** Excerpt follows **
Summary: In step 4 we make a searching and fearless moral inventory of ourselves.
Text: Lamentations 3:40 Let us examine our ways and test them, and let us return to the Lord
At a very young age I was first exposed to the drudgery of taking an annual inventory. First at the family grocery business and later in pharmacies. At these times I did not consider it a fun job. I would ask “why are we doing this” and the answer, as I recall, was because we have to - the Internal Revenue Service requires us to do an inventory once a year. Maybe they actually did not know or didn’t think an 11 year old would grasp complicated business strategy. As a young pharmacist I still didn’t understand what we were doing other than it was an I.R.S. requirement or some “bean counter” needed a number. I was more than willing to relinquish territory and let the bean counter get his own numbers but they never seemed to appreciate my offer. Taking inventory did not fit nicely into my concept of the things I wanted to do as a pharmacist. It was boring, it always involved overtime without pay, it was poorly organized and I was expected to accomplish my normal tasks in addition to doing the boring and tedious job of counting the inventory. The real joy killer was that nobody seemed to do anything of significance with the data obtained.
** End of Excerpt **
> _What you should do_
Can you pick up the sermon on moral inventory after its last sentence and carry it forward? The entries have nothing to do with the sermon.
** Data listing follows **
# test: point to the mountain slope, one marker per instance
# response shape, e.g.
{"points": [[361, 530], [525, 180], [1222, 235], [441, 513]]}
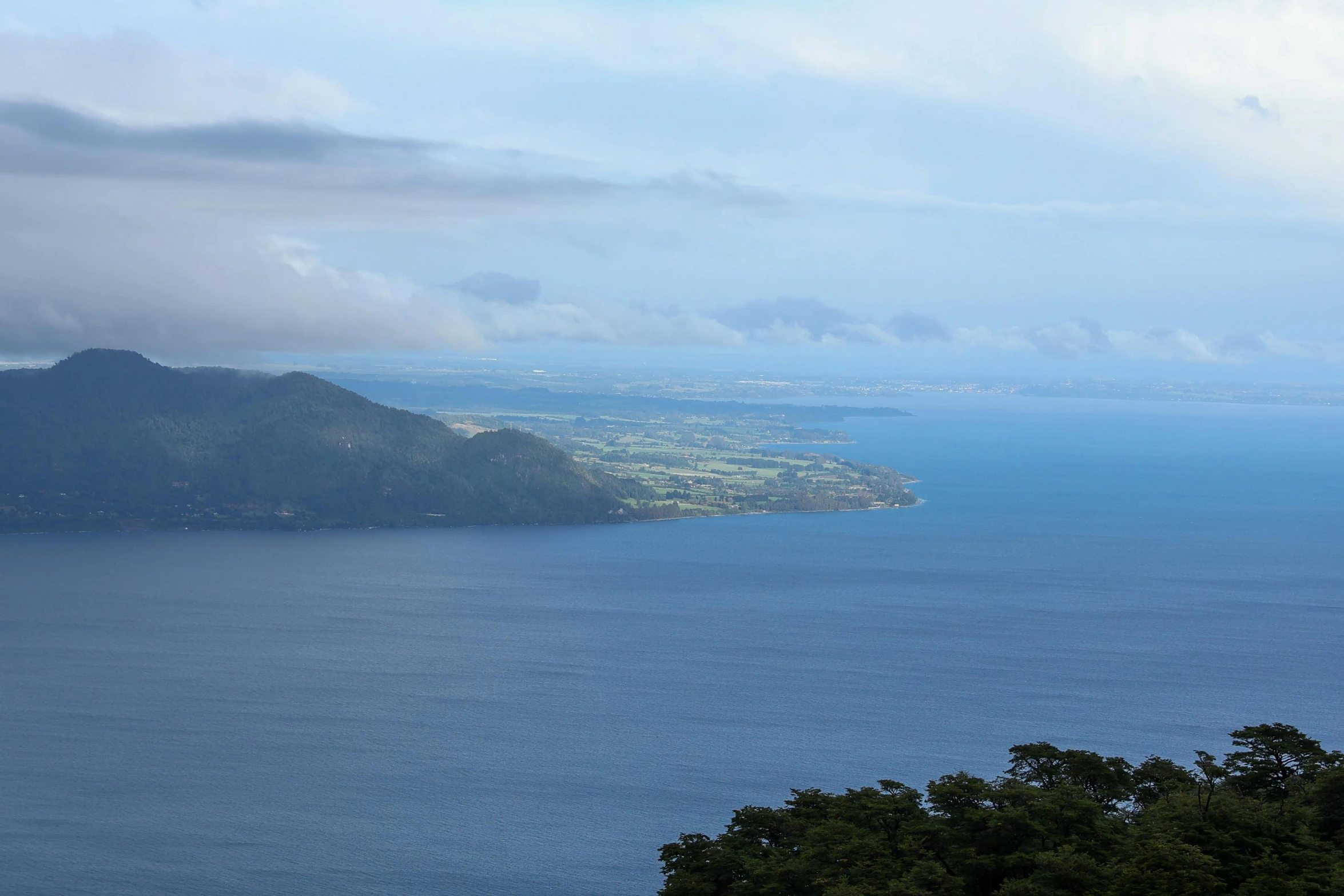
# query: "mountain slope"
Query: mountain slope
{"points": [[110, 440]]}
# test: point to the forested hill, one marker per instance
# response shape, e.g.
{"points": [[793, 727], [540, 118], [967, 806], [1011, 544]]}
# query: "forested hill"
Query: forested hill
{"points": [[542, 401], [1264, 820], [110, 440]]}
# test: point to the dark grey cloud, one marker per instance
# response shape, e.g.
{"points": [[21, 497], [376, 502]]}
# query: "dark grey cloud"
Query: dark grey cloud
{"points": [[719, 189], [808, 314], [242, 140], [1073, 339], [909, 327], [1254, 105], [500, 288], [279, 168]]}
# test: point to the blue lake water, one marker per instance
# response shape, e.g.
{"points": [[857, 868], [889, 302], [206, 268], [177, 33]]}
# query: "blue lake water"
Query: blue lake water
{"points": [[535, 710]]}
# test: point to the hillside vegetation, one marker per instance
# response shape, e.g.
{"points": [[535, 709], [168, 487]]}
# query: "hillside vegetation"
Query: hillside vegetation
{"points": [[110, 440], [1265, 820]]}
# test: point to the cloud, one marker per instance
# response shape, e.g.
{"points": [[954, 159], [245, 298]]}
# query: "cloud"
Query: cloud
{"points": [[1158, 77], [241, 140], [909, 327], [786, 320], [137, 81], [500, 288], [1080, 339]]}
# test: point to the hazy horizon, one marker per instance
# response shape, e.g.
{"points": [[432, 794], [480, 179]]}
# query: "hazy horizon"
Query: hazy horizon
{"points": [[1113, 190]]}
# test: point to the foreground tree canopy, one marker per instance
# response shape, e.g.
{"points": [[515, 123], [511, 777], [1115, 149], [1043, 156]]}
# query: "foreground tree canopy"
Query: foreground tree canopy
{"points": [[1268, 820]]}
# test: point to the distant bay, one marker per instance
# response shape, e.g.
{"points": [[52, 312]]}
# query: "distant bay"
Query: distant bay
{"points": [[535, 710]]}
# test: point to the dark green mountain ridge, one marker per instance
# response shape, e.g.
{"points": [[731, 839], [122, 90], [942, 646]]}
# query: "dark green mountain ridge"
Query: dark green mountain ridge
{"points": [[110, 440]]}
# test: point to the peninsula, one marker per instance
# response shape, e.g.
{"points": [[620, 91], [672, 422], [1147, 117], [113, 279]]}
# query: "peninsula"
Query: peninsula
{"points": [[108, 440]]}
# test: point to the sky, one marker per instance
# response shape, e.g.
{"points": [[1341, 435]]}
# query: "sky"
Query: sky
{"points": [[1113, 189]]}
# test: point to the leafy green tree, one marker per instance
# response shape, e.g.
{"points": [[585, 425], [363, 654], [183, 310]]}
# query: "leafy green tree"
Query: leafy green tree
{"points": [[1266, 821]]}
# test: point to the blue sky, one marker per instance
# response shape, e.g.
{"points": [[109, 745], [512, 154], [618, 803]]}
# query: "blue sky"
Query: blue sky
{"points": [[1076, 187]]}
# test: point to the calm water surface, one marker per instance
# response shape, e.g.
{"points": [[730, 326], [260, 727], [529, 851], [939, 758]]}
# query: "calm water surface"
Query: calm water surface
{"points": [[535, 710]]}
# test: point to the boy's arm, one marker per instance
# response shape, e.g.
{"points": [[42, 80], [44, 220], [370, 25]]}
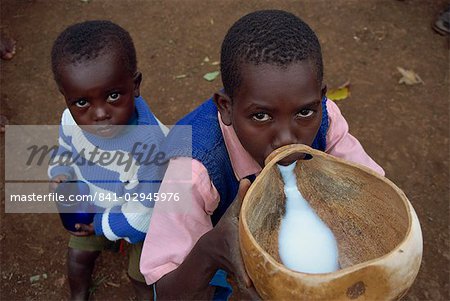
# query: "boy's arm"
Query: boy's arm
{"points": [[60, 172], [216, 249], [340, 143]]}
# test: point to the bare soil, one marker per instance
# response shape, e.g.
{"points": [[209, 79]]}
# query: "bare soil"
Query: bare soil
{"points": [[404, 128]]}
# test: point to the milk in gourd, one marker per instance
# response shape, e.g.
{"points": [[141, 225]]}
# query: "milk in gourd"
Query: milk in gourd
{"points": [[306, 244]]}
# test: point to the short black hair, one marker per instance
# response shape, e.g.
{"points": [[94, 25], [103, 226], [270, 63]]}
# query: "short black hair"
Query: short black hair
{"points": [[267, 36], [85, 41]]}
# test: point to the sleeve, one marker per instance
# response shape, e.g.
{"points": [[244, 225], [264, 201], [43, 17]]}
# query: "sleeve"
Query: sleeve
{"points": [[63, 152], [342, 144], [176, 226]]}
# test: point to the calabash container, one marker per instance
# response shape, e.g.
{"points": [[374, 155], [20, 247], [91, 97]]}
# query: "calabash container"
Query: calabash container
{"points": [[376, 228], [75, 207]]}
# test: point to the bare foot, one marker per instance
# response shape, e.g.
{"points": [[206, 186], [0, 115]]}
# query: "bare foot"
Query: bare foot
{"points": [[7, 47]]}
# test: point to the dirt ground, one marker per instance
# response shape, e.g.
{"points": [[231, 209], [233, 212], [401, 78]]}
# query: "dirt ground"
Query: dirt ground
{"points": [[404, 128]]}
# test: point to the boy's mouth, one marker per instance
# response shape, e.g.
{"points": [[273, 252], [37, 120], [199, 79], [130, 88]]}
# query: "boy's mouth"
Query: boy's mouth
{"points": [[291, 158], [106, 130]]}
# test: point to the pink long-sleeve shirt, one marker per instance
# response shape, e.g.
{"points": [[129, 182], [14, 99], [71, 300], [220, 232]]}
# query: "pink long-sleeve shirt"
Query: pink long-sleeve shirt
{"points": [[176, 226]]}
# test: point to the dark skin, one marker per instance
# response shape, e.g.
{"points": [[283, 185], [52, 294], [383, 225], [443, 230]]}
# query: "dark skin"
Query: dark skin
{"points": [[100, 96], [273, 107]]}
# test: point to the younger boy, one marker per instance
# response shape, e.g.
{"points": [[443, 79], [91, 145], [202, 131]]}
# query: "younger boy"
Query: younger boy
{"points": [[271, 65], [94, 65]]}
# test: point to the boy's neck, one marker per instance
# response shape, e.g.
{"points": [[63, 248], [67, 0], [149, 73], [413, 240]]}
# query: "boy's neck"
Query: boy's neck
{"points": [[134, 119]]}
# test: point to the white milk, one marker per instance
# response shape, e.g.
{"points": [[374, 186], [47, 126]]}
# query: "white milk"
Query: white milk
{"points": [[305, 242]]}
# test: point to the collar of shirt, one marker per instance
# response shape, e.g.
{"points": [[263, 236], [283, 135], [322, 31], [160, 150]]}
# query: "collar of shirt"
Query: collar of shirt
{"points": [[242, 162]]}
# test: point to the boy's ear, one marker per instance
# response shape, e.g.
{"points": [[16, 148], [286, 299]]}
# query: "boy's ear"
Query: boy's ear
{"points": [[137, 78], [224, 104], [324, 90]]}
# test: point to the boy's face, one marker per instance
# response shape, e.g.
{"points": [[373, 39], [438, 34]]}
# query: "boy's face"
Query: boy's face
{"points": [[100, 93], [273, 107]]}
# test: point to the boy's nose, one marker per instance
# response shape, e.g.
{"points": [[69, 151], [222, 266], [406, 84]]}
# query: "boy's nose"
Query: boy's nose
{"points": [[285, 137], [100, 114]]}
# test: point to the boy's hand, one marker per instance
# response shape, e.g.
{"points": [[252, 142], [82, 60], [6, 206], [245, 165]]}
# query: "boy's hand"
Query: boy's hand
{"points": [[228, 251], [54, 182], [85, 230]]}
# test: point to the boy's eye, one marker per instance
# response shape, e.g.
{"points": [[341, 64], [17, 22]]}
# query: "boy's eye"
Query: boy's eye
{"points": [[81, 103], [261, 117], [305, 113], [113, 97]]}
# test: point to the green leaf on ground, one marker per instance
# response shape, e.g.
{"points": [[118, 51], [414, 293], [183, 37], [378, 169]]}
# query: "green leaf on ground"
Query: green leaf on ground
{"points": [[211, 76]]}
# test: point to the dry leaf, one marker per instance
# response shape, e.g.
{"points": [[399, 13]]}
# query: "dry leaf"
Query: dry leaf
{"points": [[342, 92], [409, 77]]}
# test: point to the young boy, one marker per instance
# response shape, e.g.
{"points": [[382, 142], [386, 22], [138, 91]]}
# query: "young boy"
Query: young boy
{"points": [[271, 65], [94, 65]]}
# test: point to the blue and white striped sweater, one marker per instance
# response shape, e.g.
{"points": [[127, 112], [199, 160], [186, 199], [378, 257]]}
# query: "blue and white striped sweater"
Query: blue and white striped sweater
{"points": [[118, 218]]}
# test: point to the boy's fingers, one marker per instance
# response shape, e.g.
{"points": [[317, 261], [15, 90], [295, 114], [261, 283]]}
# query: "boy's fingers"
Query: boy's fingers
{"points": [[244, 185]]}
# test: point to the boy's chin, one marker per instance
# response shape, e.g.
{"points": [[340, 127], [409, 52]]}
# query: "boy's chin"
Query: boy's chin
{"points": [[107, 131]]}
** End of Data listing **
> _Response area_
You can imagine my reaction when I learned as an new owner of a Medicine Shoppe franchise that I was expected to perform a complete inventory every three months. However, I noticed quickly that the franchise owners who worked the programs were successful and made money. Those who fought the programs, or only went through the motions, usually failed or at least failed to thrive. I elected to be a team player. Suddenly I had a vested interest in this process --- my attitude changed. I did the four inventories a year and my organizational skills allowed me to make innovations that resulted in the task being expedited. I started to understand why we were doing this. We had a limited amount of money to invest in inventory. More critical than money was space. In an 800 square foot pharmacy we could not allocate space for items that did not sell. There was no place available for nostalgia or “we always had this before“. The money and space could better be used. We could not afford to waste valuable space for items that produced no profit or prevented us from stocking items that could generate profit by a better utilization of resources. I transformed my thinking completely on this task. At first I only saw this as drudgery to accommodate a regulatory or accounting requirement. I saw no useful application. I came to see this function as a vital tool in my success in business. Once I saw the usefulness, I honed in on the process constantly making it more efficient and accurate. With the appearance of computers, I was able to keep perpetual inventories and totals that were only available four times a year with the expenditure of thirty plus man hours could be obtained in minutes every hour if necessary using virtually no man hours. A task that began as drudgery became a task that I had great enthusiasm for once I saw the benefits.
As a compulsive overeater, in recovery, and in a Twelve Step recovery program patterned after Alcoholics Anonymous, I am confronted with another type of inventory.
The “Big Book” of AA lists the steps. Number Four States “ (We) made a searching and fearless moral inventory of ourselves”. Ouch this could be painful! Can I just go back to the grocery store and count the tomato soup cans or something else a little less personal? Can’t I keep my old harmful inventory because we have become such good friends?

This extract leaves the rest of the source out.